▸ REQUEST
Copy the entries below again, swapping "one point per instance" for "one point for each instance" wherever it occurs and changing nothing else. Leave the pictures out.

▸ DATASET EXTRACT
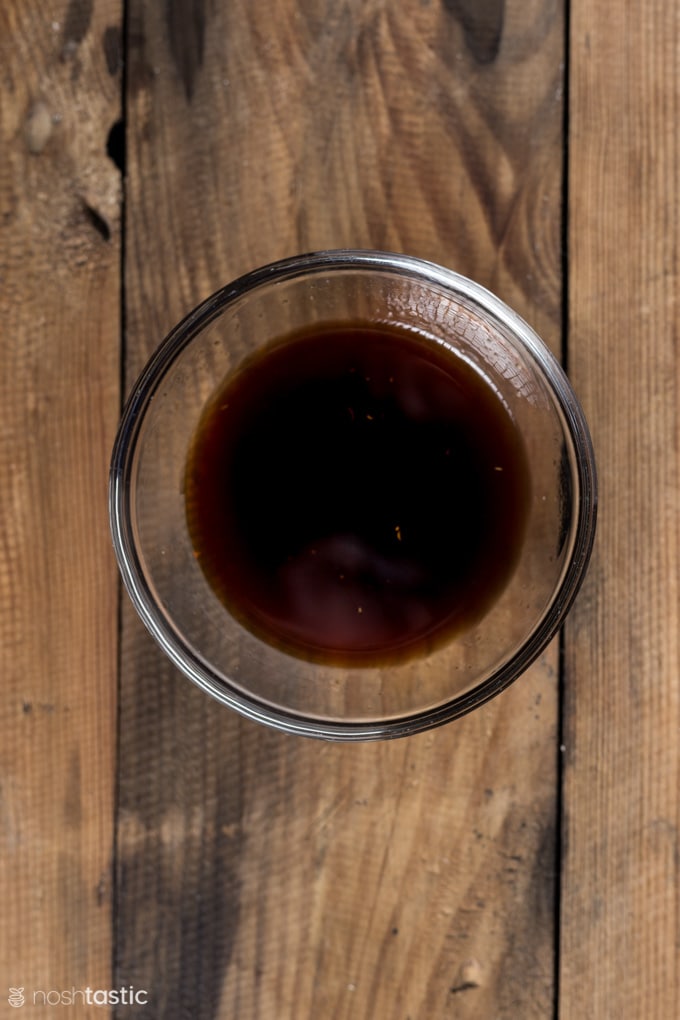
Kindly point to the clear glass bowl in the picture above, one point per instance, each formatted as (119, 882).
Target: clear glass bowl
(148, 512)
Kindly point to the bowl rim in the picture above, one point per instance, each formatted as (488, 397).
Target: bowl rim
(120, 518)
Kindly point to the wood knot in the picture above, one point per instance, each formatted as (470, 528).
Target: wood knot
(469, 976)
(38, 126)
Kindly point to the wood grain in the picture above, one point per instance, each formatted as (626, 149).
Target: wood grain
(59, 399)
(261, 875)
(620, 929)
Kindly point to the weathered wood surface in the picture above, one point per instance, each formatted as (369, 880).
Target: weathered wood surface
(261, 875)
(226, 870)
(59, 401)
(621, 894)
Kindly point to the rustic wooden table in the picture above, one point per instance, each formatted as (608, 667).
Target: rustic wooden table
(520, 863)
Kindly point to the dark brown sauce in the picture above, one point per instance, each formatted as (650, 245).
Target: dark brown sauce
(357, 494)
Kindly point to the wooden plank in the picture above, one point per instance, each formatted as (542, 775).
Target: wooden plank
(59, 400)
(267, 876)
(620, 928)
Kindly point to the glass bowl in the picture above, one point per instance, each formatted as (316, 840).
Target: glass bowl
(212, 645)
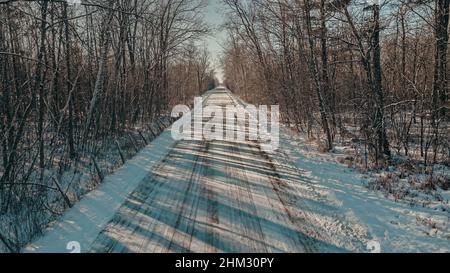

▸ CORRECT RESPONSE
Kindly point to the clear glass bowl in the picture above, one point for each instance, each formatted as (119, 882).
Target: clear glass bowl
(148, 512)
Kindly point to the bowl rim in the picture above, one point for each instance, each formatted as (488, 397).
Target: bowl rim
(120, 518)
Kindly point to the wood knot in the picture above, one point for each instance, each formatted as (470, 528).
Target: wood knot
(469, 976)
(38, 126)
Kindly point to the wood grain in the picture above, one point for each instance, each formatted as (626, 149).
Target: wood grain
(59, 399)
(261, 875)
(620, 929)
Kindly point to the weathered wood surface in the picture above, one point for each instance, each formatted as (369, 880).
Target: weathered wood surface
(261, 875)
(226, 870)
(59, 401)
(621, 894)
Kindly point to the rustic wooden table in the picture above, one point for each instance, each formatted as (608, 667).
Target: rustic wooden table
(520, 863)
Kindly point to the dark brown sauce in the picture above, one point for each instance, each formatted as (650, 245).
Target: dark brown sauce
(357, 494)
Kindly point to the wooden plank in the picture above, one point for each instance, each formatted as (542, 775).
Target: wooden plank
(59, 400)
(267, 876)
(620, 928)
Kindly point to the glass bowl in the picture above, one point for each instance, each formatted as (316, 840).
Target: glass bowl
(212, 645)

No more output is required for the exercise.